-------- Extracted data --------
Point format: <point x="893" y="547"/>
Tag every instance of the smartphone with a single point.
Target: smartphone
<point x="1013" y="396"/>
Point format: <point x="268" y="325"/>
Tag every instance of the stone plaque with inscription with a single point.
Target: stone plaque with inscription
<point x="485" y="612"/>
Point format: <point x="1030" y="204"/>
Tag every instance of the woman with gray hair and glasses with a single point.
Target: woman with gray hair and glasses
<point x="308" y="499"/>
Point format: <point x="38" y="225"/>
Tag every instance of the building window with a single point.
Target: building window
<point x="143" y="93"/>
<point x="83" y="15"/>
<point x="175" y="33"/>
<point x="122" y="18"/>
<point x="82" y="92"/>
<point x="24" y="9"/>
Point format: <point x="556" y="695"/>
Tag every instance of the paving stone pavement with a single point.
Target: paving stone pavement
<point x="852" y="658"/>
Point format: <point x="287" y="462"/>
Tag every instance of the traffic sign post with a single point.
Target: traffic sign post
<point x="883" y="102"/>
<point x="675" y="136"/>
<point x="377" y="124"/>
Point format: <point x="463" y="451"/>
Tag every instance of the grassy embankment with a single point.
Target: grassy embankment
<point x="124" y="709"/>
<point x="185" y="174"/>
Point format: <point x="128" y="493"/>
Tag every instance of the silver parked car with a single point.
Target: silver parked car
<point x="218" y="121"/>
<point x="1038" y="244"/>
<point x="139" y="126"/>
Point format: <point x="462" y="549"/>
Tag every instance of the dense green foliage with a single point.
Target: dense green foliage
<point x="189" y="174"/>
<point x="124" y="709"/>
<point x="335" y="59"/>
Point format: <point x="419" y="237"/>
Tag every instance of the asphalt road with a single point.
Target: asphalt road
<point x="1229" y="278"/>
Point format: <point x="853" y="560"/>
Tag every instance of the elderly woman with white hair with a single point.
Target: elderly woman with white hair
--------
What is required
Repeat all the entries word for word.

Full answer
Point format: <point x="893" y="547"/>
Tag every instance of the smartphone with a single point.
Target: smartphone
<point x="1013" y="396"/>
Point format: <point x="268" y="325"/>
Tag every instance of the stone plaque with inscription with a single point.
Target: stone plaque with inscription
<point x="485" y="612"/>
Point format: <point x="1030" y="204"/>
Tag every instance of the woman with gray hair and glasses with a single point.
Target: woman with gray hair and glasses
<point x="308" y="499"/>
Point format: <point x="38" y="225"/>
Tag every instance of the building window with a single point.
Target: building window
<point x="143" y="93"/>
<point x="83" y="15"/>
<point x="175" y="33"/>
<point x="122" y="18"/>
<point x="82" y="92"/>
<point x="24" y="9"/>
Point format: <point x="556" y="695"/>
Tag every instance of the paving stone pavement with a single point.
Target: paving stone pavement
<point x="852" y="658"/>
Point format: <point x="287" y="462"/>
Tag every instance of the traffic sign post with a single point.
Target: traffic sign post
<point x="883" y="102"/>
<point x="675" y="136"/>
<point x="377" y="124"/>
Point format: <point x="463" y="451"/>
Tag every instance of the grassy embankment with a single point.
Target: grassy embankment
<point x="124" y="709"/>
<point x="185" y="174"/>
Point format: <point x="128" y="493"/>
Tag every instance of the silver parked car with a single point.
Target: silver parked car
<point x="218" y="121"/>
<point x="1038" y="244"/>
<point x="139" y="126"/>
Point format: <point x="462" y="549"/>
Tag every instance of the dense green foliage with a single point.
Target: dense green foliage
<point x="189" y="174"/>
<point x="124" y="709"/>
<point x="335" y="59"/>
Point format: <point x="419" y="237"/>
Tag every instance of the asphalt road with a single point.
Target: asphalt road
<point x="1229" y="278"/>
Point format: <point x="853" y="560"/>
Tag every instance of the elderly woman with white hair with a single point.
Target: elderly woman with white hair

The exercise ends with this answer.